▶ Records for this task
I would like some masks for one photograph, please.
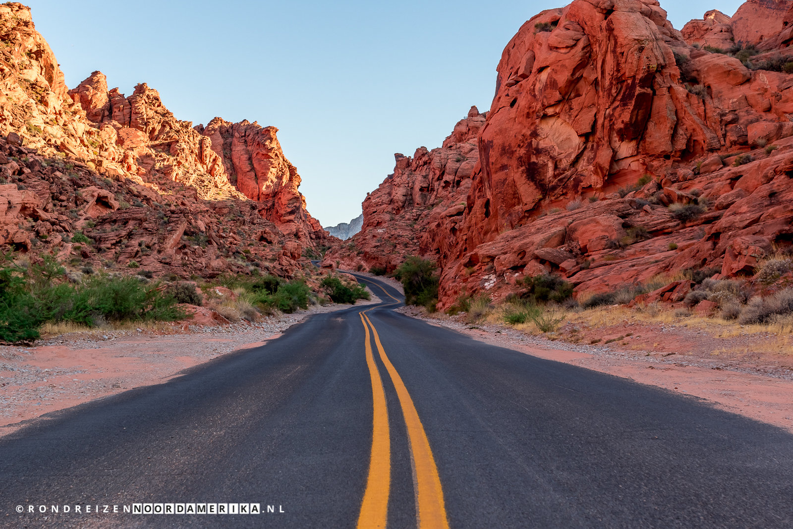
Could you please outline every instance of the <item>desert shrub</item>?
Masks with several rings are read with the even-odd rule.
[[[738,167],[745,163],[749,163],[749,162],[753,162],[754,158],[752,155],[739,155],[735,157],[735,161],[733,162],[734,167]]]
[[[604,305],[615,305],[615,294],[612,292],[602,292],[592,296],[581,304],[584,309],[592,309]]]
[[[458,297],[454,304],[446,309],[446,314],[454,316],[459,312],[467,312],[471,309],[471,300],[473,299],[465,292]]]
[[[584,204],[583,201],[581,201],[580,197],[579,197],[578,198],[576,198],[575,200],[571,200],[569,202],[568,202],[567,205],[565,206],[565,209],[567,209],[568,211],[575,211],[576,209],[580,208],[583,204]]]
[[[531,315],[531,321],[541,332],[555,332],[559,324],[565,319],[565,314],[561,315],[554,309],[541,311],[539,314]]]
[[[693,307],[694,305],[699,303],[703,300],[707,299],[707,293],[704,290],[691,290],[686,294],[686,297],[683,298],[683,302],[685,303],[689,307]]]
[[[653,236],[644,226],[631,226],[627,229],[627,235],[619,240],[619,243],[623,247],[630,246],[634,243],[652,238]]]
[[[251,285],[250,289],[255,293],[274,294],[282,282],[280,278],[268,274]]]
[[[676,202],[670,204],[668,207],[669,213],[683,222],[697,218],[705,213],[705,207],[700,204],[680,204]]]
[[[92,244],[94,243],[93,239],[89,239],[86,237],[82,232],[75,232],[75,235],[71,236],[72,243],[85,243],[86,244]]]
[[[775,53],[763,60],[749,62],[748,67],[752,70],[765,70],[767,71],[783,71],[788,61],[781,53]]]
[[[339,278],[329,276],[322,280],[320,286],[325,289],[328,297],[334,303],[347,303],[354,305],[356,300],[370,299],[369,293],[362,285],[356,285],[350,288],[341,282]]]
[[[573,285],[551,274],[527,275],[520,282],[528,290],[525,296],[535,303],[561,303],[573,295]]]
[[[204,297],[196,289],[193,283],[177,283],[168,287],[168,293],[179,303],[187,303],[201,306]]]
[[[793,270],[793,259],[770,259],[758,267],[754,278],[766,282],[772,282],[791,270]]]
[[[538,316],[542,310],[537,305],[519,299],[513,300],[503,306],[504,323],[515,325],[525,324],[532,318]]]
[[[688,270],[683,270],[684,275],[691,278],[697,285],[701,284],[706,279],[713,277],[714,274],[718,274],[722,270],[721,268],[717,266],[709,266],[707,268],[689,268]]]
[[[704,99],[707,96],[707,87],[702,83],[696,85],[687,84],[686,90],[700,99]]]
[[[438,299],[437,269],[432,261],[413,255],[399,266],[394,277],[402,282],[405,305],[426,305]]]
[[[286,313],[293,312],[298,309],[308,309],[310,292],[305,282],[299,279],[283,282],[272,297],[271,305]]]
[[[369,269],[369,272],[374,275],[385,275],[385,266],[372,266]]]
[[[493,307],[490,305],[491,299],[488,296],[482,294],[471,300],[471,306],[468,311],[469,321],[477,321],[492,312]]]
[[[733,301],[727,303],[722,308],[722,318],[724,320],[737,320],[741,316],[741,306],[740,303]]]
[[[535,33],[541,33],[543,31],[554,31],[554,28],[558,24],[558,21],[554,21],[553,22],[537,22],[534,24]]]
[[[772,316],[793,312],[793,289],[777,292],[768,297],[753,297],[741,311],[738,323],[768,324]]]

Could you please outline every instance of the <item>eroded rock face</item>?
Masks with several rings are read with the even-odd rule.
[[[310,266],[302,254],[327,233],[277,129],[216,120],[244,140],[226,153],[222,131],[178,120],[146,83],[125,97],[94,71],[69,90],[21,4],[0,6],[0,39],[5,250],[185,278]],[[235,186],[246,159],[254,170]],[[80,229],[93,243],[68,242]]]
[[[325,254],[323,265],[393,270],[405,255],[448,259],[457,244],[479,162],[477,134],[487,113],[473,106],[442,147],[394,155],[394,172],[363,201],[361,231]]]
[[[787,2],[760,0],[731,18],[709,11],[681,33],[655,0],[543,11],[502,55],[467,190],[440,194],[438,173],[414,169],[423,152],[398,155],[364,202],[354,245],[325,264],[435,259],[441,309],[463,291],[500,299],[542,272],[568,278],[577,295],[691,268],[751,274],[768,248],[793,243],[793,76],[760,68],[787,53],[788,15]],[[749,68],[702,49],[739,40],[768,51]],[[431,219],[414,205],[427,204],[421,190],[446,201]]]

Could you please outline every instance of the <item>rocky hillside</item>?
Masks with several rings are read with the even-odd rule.
[[[350,222],[342,222],[335,226],[327,226],[324,229],[334,237],[347,240],[361,231],[363,225],[363,213],[361,213]]]
[[[789,3],[711,11],[684,33],[655,0],[540,13],[504,49],[471,135],[397,155],[363,229],[324,264],[431,257],[442,309],[546,271],[577,295],[687,269],[751,274],[793,243]],[[469,168],[450,167],[452,145]]]
[[[0,6],[0,42],[6,249],[86,270],[289,276],[325,240],[274,127],[193,127],[146,83],[125,97],[99,71],[68,90],[21,4]]]

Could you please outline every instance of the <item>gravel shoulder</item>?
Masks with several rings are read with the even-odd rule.
[[[705,399],[722,409],[793,432],[791,352],[754,355],[745,352],[741,358],[730,358],[711,356],[710,351],[723,343],[714,343],[710,333],[658,323],[626,323],[615,328],[590,331],[588,336],[593,339],[598,339],[594,336],[603,341],[611,339],[604,338],[607,336],[616,338],[617,332],[623,336],[606,347],[567,343],[554,336],[549,339],[506,324],[469,324],[464,315],[427,314],[423,308],[415,306],[395,310],[487,343]],[[580,332],[573,332],[578,328],[574,325],[565,324],[556,336],[565,338]],[[625,337],[626,332],[638,335],[638,341]],[[724,338],[730,339],[740,345],[748,339]],[[768,340],[773,342],[774,338],[769,336]]]
[[[358,300],[355,306],[380,299]],[[132,388],[161,384],[232,351],[266,345],[312,314],[349,309],[314,305],[256,323],[205,327],[184,322],[157,328],[62,335],[35,347],[0,346],[0,436],[56,410]]]

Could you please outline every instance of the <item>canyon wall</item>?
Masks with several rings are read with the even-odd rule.
[[[434,259],[442,309],[463,292],[499,299],[545,272],[577,295],[685,269],[751,274],[793,242],[788,4],[709,11],[683,33],[655,0],[540,13],[504,51],[460,186],[439,186],[446,168],[413,168],[426,150],[397,155],[364,201],[363,229],[324,264]],[[415,224],[400,224],[403,203]]]
[[[0,6],[0,244],[84,268],[289,276],[327,238],[274,127],[193,127],[99,71],[68,90],[19,3]],[[69,242],[79,230],[96,244]]]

▶ Short exercise
Copy out everything from the line containing "Could you please outline every instance of the <item>canyon" down to the end of the items, unchanged.

▶ Output
Could you please outline every instance of the <item>canyon wall</item>?
Masks with several rings are read with the even-odd rule.
[[[434,259],[442,309],[463,292],[499,299],[545,272],[577,295],[685,269],[751,274],[793,242],[788,4],[709,11],[683,33],[655,0],[540,13],[504,51],[460,186],[439,186],[446,168],[413,168],[426,150],[397,155],[364,201],[363,229],[324,264]],[[415,224],[400,224],[403,203]]]
[[[0,6],[0,244],[84,268],[289,276],[327,238],[274,127],[193,127],[99,71],[68,90],[19,3]],[[69,242],[79,230],[96,244]]]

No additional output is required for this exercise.